Data for the task =>
==================================================
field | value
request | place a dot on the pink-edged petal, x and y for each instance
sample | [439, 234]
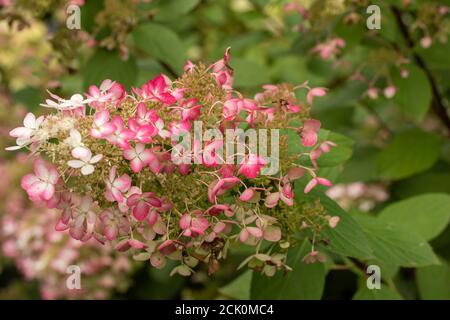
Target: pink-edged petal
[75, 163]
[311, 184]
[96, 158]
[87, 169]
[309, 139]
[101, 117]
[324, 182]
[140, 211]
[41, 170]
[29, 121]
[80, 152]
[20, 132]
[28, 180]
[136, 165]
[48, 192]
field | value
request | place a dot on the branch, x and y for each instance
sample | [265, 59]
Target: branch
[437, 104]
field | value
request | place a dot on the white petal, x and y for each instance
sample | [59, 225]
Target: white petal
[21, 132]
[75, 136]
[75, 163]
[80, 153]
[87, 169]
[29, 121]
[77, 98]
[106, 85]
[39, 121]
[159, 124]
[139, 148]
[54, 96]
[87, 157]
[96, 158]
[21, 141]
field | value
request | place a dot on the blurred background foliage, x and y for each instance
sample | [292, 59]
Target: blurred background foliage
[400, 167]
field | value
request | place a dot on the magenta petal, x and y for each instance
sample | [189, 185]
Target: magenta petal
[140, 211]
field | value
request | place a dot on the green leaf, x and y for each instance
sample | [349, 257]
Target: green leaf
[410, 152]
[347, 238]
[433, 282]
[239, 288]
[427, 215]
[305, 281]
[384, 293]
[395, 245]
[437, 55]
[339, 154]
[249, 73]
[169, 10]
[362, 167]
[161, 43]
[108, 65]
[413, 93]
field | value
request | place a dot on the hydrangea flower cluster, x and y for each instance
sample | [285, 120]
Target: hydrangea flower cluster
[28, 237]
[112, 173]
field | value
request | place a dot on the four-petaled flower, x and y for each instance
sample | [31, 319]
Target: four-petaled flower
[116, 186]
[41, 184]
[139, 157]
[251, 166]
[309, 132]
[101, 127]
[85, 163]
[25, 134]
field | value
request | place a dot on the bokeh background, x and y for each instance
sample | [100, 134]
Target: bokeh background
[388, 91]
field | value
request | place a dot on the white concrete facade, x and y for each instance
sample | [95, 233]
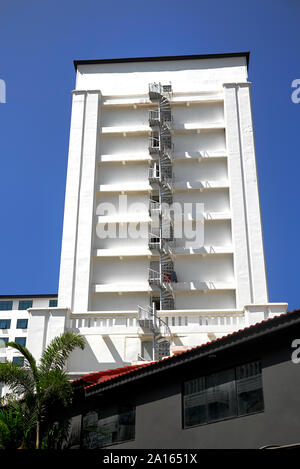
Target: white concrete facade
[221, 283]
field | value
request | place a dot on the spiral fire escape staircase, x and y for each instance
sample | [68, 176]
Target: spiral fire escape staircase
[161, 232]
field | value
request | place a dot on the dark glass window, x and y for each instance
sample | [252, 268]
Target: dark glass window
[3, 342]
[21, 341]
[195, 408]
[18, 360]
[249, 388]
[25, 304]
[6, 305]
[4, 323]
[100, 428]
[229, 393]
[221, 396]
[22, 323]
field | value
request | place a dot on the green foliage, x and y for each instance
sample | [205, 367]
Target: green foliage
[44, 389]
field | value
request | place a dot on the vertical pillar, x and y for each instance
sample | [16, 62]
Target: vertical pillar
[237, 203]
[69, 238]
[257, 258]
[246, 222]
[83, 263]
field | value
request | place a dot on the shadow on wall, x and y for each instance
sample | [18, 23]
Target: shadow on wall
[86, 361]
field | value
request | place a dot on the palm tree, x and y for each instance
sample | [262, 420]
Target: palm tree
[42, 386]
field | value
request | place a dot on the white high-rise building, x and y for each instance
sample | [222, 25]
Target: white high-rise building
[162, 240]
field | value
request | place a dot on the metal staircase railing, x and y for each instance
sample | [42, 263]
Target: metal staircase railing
==================================================
What this task involves => Exactly reproduce the lines beginning with the one that contains "Target: white high-rise building" and ending with the last line of the material, both included. Leave out everything else.

Solved exercise =>
Target: white high-rise building
[162, 240]
field | value
request | place a dot on the metal staircase railing, x and y for each instance
sample | [42, 263]
Target: metal staircase railing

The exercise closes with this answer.